(Text excerpt)

Data you can do more with: Conversion Service workflows with OCR can now output XML files
We’ve added a new capability to the Pdftools Conversion Service which uses OCR to extract structured data from over 50 supported file types and output it into an XML file. Customers can then use that data and integrate it downstream, for example, using LLMs and RAG.
Up until now, applying OCR (Optical Character Recognition) to a "Conversion Service" workflow would simply turn unstructured files into PDF and PDF/A files with selectable text. But we didn’t actually expose the unstructured data to the customer. The new capability we’re adding allows you to output not just the PDFs but also the structure of the input file itself as an XML file. That way, you can then use it for whatever you need.
Potential uses lie in data analysis and Retrieval-Augmented Generation (RAG), which allows LLMs to access external knowledge. Or perhaps you need to fulfil a requirement to store and archive the unstructured data to remain compliant with company policies or industry standards.
Outputting files that work for both humans and computers
Let’s take a PDF as a starting file, for example. PDFs are a great way to communicate information to humans and to preserve it for the future. The file format preserves text, visuals, and layout really well. However, the data in PDFs lacks a clear structure that can be easily extracted. You might have a visually appealing document that humans can instinctively read in the correct order, but to a computer, that same file is just a collection of pixels and glyphs with no clear reading order.
When we convert files to PDF from images or other PDFs, we take an input file and use OCR (Optical Character Recognition) to turn it into a PDF or PDF/A; one that is searchable. Text can be selected, copied, highlighted, annotated, and so on. But the PDF itself is still fairly unstructured data that can’t be processed or used further in a data pipeline.
How to turn unstructured into structured data
During the PDF conversion workflow, there’s a lot more happening in the background that we don’t see if the final output is only PDF or PDF/A.

(End Text excerpt)
(Given information)

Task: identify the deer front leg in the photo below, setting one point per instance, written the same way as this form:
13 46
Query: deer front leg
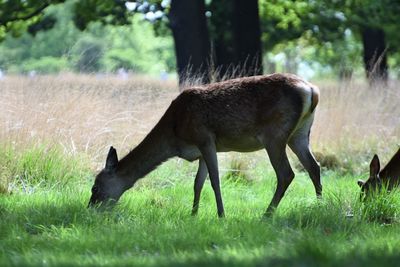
209 154
198 184
284 173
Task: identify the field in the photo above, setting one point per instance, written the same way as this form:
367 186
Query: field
55 132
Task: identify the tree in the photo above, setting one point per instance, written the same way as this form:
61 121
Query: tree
18 16
236 38
192 44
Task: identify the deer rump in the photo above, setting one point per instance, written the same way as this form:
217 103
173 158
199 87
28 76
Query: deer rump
246 114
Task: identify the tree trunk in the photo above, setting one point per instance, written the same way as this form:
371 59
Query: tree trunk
192 43
236 38
375 59
247 36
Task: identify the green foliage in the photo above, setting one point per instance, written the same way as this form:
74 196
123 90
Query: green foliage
152 226
87 53
45 65
99 48
17 16
40 166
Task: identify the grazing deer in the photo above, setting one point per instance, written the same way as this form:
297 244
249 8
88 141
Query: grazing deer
245 114
389 176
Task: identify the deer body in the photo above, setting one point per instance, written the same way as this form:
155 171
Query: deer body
246 114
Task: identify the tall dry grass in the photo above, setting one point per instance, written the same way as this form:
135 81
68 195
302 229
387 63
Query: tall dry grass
87 114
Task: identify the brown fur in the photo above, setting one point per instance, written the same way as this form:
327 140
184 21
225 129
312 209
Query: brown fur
245 114
389 176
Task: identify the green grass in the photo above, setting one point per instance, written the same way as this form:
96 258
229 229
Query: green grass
152 226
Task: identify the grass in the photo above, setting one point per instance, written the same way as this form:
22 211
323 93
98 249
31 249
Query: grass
152 226
55 132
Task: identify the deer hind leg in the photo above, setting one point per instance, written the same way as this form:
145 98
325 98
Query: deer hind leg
209 154
198 184
284 173
300 145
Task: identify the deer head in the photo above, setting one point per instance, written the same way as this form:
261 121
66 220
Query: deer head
108 186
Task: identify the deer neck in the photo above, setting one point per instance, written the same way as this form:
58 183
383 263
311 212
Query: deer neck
391 172
156 148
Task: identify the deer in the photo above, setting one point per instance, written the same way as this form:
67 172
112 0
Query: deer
244 114
388 177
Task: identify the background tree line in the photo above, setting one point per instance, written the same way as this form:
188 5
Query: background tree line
211 39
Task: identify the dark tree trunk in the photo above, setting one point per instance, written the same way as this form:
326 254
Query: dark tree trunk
236 38
375 59
192 43
247 36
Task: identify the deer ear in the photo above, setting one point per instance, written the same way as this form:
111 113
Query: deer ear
374 167
112 160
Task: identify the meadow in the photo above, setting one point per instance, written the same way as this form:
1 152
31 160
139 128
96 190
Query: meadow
55 132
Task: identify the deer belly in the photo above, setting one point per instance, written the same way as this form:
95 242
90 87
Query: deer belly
189 153
239 144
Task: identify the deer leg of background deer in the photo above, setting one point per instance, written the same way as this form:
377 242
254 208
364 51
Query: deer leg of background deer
198 184
284 173
300 146
209 153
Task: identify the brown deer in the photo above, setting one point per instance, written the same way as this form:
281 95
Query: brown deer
389 176
245 114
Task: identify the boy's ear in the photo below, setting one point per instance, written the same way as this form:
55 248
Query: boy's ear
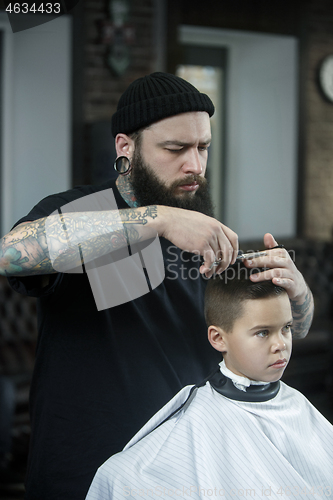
124 145
216 337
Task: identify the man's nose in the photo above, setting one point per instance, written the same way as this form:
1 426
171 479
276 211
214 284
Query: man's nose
193 162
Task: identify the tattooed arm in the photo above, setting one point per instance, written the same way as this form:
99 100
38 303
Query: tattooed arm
34 247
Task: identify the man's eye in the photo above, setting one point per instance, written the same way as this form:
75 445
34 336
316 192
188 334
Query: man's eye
262 334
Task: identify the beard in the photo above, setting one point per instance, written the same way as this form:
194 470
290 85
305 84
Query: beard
149 190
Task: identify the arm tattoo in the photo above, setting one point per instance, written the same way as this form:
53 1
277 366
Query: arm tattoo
302 314
25 250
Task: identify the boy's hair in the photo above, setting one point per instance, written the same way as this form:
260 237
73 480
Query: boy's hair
226 292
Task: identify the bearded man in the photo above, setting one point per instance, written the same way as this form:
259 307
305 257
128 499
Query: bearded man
101 374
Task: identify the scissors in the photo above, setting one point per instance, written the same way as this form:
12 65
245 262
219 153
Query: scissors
248 256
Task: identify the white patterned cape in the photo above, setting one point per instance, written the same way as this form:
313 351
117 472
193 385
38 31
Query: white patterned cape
215 447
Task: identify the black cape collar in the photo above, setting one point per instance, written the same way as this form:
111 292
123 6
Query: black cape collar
253 394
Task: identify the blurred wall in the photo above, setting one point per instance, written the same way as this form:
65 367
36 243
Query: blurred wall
310 21
35 115
318 116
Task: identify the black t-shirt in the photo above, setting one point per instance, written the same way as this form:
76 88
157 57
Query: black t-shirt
100 375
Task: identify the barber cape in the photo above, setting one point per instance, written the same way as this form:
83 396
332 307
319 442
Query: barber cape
225 439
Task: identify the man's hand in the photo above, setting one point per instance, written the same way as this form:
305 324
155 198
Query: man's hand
200 234
283 272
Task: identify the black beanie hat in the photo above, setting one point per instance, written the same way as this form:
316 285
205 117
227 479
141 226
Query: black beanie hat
155 97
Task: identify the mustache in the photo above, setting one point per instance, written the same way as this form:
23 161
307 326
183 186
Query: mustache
190 179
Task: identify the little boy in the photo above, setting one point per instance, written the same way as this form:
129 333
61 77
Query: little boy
242 432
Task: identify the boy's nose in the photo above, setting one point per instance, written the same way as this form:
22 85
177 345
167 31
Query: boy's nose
279 344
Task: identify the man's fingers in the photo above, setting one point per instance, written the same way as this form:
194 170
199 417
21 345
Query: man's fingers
269 241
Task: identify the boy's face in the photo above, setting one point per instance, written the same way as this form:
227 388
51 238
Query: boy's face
259 345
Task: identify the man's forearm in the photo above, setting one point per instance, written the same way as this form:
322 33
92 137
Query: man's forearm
34 247
302 311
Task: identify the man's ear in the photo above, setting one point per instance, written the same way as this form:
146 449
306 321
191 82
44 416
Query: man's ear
124 145
216 337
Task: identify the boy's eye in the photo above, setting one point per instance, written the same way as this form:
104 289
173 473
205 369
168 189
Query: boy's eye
262 334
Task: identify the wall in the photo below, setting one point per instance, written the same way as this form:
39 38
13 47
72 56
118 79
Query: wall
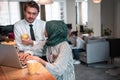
94 17
107 14
117 19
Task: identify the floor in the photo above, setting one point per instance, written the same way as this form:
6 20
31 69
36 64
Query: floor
98 71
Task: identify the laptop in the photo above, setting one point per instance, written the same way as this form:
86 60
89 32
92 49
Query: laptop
9 56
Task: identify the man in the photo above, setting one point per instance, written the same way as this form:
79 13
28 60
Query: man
30 46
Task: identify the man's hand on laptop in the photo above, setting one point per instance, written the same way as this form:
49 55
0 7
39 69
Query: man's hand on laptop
23 57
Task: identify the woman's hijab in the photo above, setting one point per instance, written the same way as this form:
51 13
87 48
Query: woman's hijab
57 32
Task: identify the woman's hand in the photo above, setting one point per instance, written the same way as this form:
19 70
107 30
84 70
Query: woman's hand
33 58
43 62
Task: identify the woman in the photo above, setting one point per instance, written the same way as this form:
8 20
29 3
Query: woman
58 51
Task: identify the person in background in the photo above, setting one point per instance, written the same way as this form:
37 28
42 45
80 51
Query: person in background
58 51
30 46
78 46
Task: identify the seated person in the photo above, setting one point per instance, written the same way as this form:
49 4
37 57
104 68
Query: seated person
58 52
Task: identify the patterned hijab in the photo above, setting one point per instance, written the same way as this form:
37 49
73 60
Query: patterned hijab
57 32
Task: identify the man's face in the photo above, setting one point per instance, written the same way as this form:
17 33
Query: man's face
30 14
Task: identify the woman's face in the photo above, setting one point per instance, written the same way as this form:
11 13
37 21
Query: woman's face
31 14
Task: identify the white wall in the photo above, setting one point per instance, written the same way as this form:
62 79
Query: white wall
94 17
117 19
107 14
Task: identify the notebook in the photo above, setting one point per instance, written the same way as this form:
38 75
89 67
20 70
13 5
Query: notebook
9 56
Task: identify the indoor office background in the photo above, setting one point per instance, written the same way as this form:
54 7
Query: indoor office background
76 12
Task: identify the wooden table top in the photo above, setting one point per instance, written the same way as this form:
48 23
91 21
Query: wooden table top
9 73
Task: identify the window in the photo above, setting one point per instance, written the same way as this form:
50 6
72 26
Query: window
9 12
55 11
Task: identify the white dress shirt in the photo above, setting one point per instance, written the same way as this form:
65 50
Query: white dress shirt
22 27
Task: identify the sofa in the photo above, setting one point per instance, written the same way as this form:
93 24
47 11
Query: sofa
97 50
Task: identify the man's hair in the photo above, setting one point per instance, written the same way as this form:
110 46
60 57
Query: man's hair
32 4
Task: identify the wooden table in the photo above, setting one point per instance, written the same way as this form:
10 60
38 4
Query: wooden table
9 73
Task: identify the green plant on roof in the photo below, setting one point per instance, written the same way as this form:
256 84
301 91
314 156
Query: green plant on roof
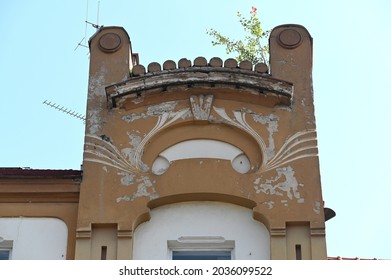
252 47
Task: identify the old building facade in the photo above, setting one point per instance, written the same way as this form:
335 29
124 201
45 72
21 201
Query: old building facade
204 159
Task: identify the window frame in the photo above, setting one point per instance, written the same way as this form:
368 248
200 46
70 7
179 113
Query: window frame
6 246
207 244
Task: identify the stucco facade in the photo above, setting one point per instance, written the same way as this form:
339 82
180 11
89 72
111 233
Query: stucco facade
211 133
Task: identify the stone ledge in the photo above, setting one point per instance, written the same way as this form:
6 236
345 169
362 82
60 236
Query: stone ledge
203 75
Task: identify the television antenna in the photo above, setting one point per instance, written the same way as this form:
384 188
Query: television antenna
65 110
83 42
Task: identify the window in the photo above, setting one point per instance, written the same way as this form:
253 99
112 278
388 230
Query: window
5 249
5 254
201 248
202 255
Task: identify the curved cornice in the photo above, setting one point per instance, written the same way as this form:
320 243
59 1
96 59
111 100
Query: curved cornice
213 75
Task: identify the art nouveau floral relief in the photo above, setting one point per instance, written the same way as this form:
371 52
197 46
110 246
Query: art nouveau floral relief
275 160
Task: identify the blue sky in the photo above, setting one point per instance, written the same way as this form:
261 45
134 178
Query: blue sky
38 62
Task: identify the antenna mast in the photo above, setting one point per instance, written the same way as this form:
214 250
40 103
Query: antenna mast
94 25
65 110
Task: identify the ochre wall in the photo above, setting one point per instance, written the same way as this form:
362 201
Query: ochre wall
134 113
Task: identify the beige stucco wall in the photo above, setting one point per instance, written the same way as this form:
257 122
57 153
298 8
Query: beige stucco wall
131 119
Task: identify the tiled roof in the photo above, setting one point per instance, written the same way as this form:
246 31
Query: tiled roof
19 172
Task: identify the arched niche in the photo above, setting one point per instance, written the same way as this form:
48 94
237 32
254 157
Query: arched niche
201 226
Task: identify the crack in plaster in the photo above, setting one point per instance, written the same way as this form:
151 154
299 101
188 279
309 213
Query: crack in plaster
284 184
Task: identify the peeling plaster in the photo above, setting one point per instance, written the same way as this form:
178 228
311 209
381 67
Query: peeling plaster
144 189
284 184
269 203
272 126
154 110
317 207
94 117
127 178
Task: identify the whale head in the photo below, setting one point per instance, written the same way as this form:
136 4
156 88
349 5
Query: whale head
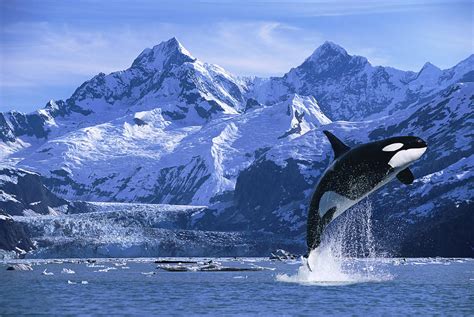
403 151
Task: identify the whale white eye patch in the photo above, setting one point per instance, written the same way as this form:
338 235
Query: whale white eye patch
392 147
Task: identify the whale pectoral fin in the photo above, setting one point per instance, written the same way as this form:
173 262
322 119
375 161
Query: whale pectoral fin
338 146
406 176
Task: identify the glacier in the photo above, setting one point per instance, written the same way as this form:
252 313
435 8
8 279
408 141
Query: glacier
139 145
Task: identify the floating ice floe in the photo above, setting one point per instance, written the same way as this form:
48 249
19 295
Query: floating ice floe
106 269
20 267
45 272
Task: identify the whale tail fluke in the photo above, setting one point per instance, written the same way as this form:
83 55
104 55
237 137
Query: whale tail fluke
316 225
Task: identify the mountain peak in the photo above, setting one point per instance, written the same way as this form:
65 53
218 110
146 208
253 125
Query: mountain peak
167 53
328 50
430 67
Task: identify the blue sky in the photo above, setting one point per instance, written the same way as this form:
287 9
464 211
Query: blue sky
48 48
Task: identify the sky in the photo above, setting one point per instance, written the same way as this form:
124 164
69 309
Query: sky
49 48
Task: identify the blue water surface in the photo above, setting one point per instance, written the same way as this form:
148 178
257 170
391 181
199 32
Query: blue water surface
137 287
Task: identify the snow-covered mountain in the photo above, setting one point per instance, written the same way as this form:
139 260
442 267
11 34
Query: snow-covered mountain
171 129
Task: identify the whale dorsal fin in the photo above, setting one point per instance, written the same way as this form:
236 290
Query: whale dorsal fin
338 146
406 176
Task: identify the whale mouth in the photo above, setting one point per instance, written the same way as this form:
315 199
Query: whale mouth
405 157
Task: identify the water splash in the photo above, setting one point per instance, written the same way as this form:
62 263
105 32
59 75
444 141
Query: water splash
335 261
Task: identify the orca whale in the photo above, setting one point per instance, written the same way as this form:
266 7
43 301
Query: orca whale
355 173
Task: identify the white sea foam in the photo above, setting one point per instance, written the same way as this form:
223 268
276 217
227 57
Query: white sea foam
330 264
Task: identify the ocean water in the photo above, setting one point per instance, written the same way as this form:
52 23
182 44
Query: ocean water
376 286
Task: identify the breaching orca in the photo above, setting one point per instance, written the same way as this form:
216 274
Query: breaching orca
355 173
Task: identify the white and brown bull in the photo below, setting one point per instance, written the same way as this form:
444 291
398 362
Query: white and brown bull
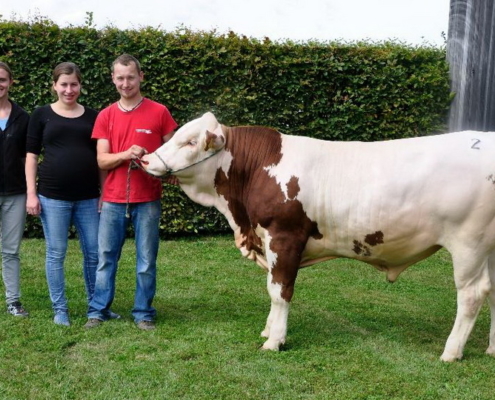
295 201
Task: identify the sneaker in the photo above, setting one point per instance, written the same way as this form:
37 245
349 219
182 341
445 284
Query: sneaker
16 309
113 315
146 325
93 323
61 318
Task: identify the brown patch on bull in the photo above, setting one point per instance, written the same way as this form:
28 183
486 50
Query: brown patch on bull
374 238
213 141
255 198
361 249
293 187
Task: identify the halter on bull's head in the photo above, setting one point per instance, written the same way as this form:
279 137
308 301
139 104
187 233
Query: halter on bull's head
192 144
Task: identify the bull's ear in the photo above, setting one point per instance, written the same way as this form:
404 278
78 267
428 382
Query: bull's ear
214 141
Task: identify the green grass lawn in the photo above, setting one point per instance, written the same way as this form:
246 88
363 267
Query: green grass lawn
351 334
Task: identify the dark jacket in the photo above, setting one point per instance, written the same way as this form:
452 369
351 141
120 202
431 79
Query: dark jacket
13 152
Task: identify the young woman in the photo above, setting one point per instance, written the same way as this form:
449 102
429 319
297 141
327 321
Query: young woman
13 128
68 187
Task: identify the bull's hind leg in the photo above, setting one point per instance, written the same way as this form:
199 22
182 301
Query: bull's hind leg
491 301
473 285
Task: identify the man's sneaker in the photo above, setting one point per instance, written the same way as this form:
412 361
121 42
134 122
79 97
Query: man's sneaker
16 309
93 323
146 325
61 318
113 315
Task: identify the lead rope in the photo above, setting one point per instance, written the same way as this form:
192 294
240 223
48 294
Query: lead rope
128 190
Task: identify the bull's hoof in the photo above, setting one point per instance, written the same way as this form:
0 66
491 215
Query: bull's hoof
270 345
446 357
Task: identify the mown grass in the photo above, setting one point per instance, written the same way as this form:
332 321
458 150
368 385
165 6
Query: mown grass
351 334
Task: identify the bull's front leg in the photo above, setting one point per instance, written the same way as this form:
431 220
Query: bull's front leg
280 285
276 324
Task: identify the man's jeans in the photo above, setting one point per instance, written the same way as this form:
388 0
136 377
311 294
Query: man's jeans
13 218
56 217
113 225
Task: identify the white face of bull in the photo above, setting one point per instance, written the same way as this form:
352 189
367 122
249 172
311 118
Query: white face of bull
192 143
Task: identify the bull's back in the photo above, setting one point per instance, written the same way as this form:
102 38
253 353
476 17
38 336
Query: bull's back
388 202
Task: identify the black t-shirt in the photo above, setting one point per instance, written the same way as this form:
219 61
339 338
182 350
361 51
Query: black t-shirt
68 170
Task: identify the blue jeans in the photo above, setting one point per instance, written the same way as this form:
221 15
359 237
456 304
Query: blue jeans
56 217
113 225
13 217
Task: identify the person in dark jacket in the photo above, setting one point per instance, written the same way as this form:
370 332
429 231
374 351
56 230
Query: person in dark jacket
13 130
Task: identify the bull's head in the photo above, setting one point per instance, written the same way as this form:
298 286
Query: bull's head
192 144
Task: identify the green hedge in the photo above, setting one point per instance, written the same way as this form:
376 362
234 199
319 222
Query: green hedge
335 91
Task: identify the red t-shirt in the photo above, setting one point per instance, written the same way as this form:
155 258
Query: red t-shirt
145 126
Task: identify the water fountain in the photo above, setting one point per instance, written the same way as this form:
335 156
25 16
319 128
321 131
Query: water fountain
470 53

(End Given information)

→ **Required action A**
According to the Conversion Service article, from how many supported file types can the new capability extract structured data?
→ **Required action B**
Pull the passage from the Conversion Service article that starts at the words "Up until now, applying" and runs through the words "whatever you need.", copying it exactly.

→ **Output A**
Over 50 file types.

→ **Output B**
Up until now, applying OCR (Optical Character Recognition) to a "Conversion Service" workflow would simply turn unstructured files into PDF and PDF/A files with selectable text. But we didn’t actually expose the unstructured data to the customer. The new capability we’re adding allows you to output not just the PDFs but also the structure of the input file itself as an XML file. That way, you can then use it for whatever you need.